---------- ITEMS

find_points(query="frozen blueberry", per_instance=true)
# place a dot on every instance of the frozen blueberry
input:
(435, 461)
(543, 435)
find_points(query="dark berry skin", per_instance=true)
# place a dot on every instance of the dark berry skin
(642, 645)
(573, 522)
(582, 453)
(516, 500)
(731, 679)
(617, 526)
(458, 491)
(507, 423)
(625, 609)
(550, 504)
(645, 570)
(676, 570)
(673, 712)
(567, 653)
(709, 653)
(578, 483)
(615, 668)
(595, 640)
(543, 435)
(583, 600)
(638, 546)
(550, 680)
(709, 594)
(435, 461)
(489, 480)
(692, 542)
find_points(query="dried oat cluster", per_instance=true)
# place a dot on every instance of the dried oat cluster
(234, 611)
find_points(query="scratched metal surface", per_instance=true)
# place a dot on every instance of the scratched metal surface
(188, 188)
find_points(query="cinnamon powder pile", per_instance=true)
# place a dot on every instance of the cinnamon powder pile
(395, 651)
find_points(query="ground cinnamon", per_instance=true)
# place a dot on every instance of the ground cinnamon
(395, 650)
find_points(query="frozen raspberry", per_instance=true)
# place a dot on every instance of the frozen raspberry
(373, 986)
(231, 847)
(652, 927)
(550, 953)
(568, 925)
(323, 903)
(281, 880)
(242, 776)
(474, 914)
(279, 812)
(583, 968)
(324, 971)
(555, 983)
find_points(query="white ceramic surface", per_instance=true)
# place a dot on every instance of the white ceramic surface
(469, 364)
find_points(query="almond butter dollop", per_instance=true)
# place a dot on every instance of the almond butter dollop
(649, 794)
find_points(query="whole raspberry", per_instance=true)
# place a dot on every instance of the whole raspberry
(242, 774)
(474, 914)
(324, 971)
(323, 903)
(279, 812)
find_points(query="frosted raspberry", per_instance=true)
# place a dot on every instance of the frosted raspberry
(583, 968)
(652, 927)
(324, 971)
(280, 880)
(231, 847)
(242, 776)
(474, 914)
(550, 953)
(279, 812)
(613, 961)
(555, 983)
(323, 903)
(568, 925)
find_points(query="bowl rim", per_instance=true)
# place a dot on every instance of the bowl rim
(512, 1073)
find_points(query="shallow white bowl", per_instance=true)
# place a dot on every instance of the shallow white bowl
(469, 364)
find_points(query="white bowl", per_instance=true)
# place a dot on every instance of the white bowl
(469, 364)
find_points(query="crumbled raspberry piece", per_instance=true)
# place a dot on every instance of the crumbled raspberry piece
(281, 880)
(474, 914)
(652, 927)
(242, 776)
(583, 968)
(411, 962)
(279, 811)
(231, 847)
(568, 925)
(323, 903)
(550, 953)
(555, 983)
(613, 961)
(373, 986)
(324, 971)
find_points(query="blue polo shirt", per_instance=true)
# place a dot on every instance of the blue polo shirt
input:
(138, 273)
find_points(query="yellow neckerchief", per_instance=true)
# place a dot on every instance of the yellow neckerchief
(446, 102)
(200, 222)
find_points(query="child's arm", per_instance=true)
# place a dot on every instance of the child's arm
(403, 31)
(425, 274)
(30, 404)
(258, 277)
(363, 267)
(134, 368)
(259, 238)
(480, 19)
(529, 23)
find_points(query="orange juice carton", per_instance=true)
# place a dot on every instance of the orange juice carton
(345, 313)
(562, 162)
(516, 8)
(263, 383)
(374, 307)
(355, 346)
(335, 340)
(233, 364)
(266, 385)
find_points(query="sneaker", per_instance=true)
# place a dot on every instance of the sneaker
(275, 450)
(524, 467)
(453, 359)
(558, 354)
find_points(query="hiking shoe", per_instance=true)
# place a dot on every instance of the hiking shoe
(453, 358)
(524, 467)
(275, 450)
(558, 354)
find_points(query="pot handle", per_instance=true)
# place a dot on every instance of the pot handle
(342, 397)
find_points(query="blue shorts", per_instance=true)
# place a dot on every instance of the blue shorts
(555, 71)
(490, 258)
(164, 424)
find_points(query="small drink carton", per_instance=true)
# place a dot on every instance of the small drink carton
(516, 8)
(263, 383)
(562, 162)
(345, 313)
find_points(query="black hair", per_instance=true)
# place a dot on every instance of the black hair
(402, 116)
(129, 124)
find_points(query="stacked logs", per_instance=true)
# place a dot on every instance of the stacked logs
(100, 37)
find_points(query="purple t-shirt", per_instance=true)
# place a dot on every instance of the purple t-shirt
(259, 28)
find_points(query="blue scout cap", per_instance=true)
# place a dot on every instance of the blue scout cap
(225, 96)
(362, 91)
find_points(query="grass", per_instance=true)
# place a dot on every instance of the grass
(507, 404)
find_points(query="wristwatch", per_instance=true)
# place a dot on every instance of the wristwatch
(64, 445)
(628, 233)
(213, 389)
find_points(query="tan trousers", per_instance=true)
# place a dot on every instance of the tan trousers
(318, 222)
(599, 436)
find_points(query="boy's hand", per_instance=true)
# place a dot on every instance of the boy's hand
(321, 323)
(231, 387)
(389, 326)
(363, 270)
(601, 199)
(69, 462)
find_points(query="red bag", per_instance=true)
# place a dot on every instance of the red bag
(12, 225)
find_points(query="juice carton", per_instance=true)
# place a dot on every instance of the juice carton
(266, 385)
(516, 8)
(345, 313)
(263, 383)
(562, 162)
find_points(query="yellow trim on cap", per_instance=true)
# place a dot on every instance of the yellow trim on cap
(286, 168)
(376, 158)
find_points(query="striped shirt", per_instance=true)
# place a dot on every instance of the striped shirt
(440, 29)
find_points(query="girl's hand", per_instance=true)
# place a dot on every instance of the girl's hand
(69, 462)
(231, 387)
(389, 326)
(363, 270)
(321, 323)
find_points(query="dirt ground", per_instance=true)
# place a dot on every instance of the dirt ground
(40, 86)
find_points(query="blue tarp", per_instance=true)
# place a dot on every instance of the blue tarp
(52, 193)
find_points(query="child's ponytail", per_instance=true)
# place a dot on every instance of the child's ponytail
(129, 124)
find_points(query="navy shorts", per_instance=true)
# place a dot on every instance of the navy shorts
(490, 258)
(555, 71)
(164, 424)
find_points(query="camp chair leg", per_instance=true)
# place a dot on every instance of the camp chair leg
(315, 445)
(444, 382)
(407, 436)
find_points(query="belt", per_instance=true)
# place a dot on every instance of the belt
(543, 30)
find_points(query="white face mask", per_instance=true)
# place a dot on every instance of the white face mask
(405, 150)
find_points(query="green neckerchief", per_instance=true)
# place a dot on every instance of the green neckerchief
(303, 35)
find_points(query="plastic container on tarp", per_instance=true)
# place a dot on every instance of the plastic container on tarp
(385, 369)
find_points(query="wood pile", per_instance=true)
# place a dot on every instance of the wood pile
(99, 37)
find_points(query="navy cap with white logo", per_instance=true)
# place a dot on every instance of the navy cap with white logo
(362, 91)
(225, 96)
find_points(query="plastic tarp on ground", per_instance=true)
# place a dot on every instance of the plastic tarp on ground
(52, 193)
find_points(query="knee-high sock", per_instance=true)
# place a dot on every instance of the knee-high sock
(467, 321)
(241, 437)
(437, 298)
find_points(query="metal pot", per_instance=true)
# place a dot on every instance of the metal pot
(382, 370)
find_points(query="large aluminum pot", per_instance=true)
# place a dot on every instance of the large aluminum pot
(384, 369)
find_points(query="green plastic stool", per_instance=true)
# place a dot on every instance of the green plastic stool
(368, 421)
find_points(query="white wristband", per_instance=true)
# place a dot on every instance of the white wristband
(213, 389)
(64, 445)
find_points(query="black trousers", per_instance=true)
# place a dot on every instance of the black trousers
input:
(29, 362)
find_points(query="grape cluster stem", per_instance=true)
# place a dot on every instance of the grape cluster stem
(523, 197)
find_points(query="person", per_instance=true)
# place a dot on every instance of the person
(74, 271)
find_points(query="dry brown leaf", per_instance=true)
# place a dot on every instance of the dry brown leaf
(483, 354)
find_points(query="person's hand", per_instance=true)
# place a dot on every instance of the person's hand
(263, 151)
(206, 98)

--------------------

Give only the number of lines above that contain the string "knee". Case counts.

### ANSWER:
2